PREGUNTAS -
(a) Responde, a partir del fragmento sobre el grafiti que aparece más abajo:
(i) ¿En qué lugares de Lima surgen los dibujos, además de las paredes de las casas?
(ii) ¿Dónde y cuándo aparecieron los primeros grafitis de contenido social?
(iii) ¿Con qué se entronca este arte callejero y popular?
(b) Transcribe sin cambios el pasaje del fragmento sobre el grafiti que va desde "No es una experiencia" hasta "del sistema convaleciente.", ambos incluidos.

FRAGMENTO PROPUESTO -
En las calles de Lima a veces el transeúnte es estremecido por una marejada de color llenando palabras enormes, y otras veces imágenes elocuentes, significativas en medio de la escena diaria. Puede ser en las paredes de las casas, sin que el propietario lo haya autorizado, puede ser en los paraderos y hasta en los puestos de periódicos. Son dibujos que no tienen firma, otros sí, y algunos son trabajos de reconocidos grafiteros.
No es una experiencia plástica de origen peruano, sino de procedencia mundial, y especialmente de las grandes capitales, de las ciudades que se han convertido en museos vivos, donde languidece el capitalismo y los jóvenes reclaman un futuro con sus propios nombres. Puede decirse que es un arte callejero y popular que se entronca por ley de la necesidad con el viejo muralismo de principios del siglo XX. Porque es una necesidad expresiva lo que hizo que en las estaciones del metro de Nueva York a fines de los años 70 aparecieran los primeros grafitis de contenido social, denunciando con ironía y sarcasmo la rutina cotidiana del sistema convaleciente.
Ahora que en el Perú vivimos el estruendo de las campañas electorales, y no tiene límite la propaganda, no sería extraño que los jóvenes grafiteros pongan su talento al servicio de la reflexión, y se conviertan en pioneros de un nuevo muralismo, de uno que a pesar de la fugacidad, trasmita verdades al servicio del pueblo.

DATOS SIGUIENTES -
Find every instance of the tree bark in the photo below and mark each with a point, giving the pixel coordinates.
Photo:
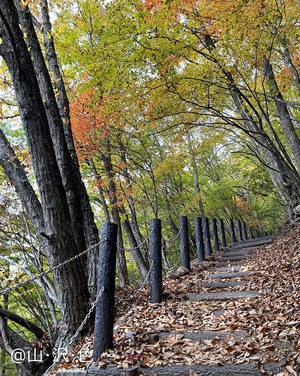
(72, 293)
(283, 111)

SOLUCIONES -
(a)
(i) En los paraderos y en los puestos de periódicos.
(ii) En las estaciones del metro de Nueva York, a fines de los años 70.
(iii) Con el viejo muralismo de principios del siglo XX.

(b)
No es una experiencia plástica de origen peruano, sino de procedencia mundial, y especialmente de las grandes capitales, de las ciudades que se han convertido en museos vivos, donde languidece el capitalismo y los jóvenes reclaman un futuro con sus propios nombres. Puede decirse que es un arte callejero y popular que se entronca por ley de la necesidad con el viejo muralismo de principios del siglo XX. Porque es una necesidad expresiva lo que hizo que en las estaciones del metro de Nueva York a fines de los años 70 aparecieran los primeros grafitis de contenido social, denunciando con ironía y sarcasmo la rutina cotidiana del sistema convaleciente.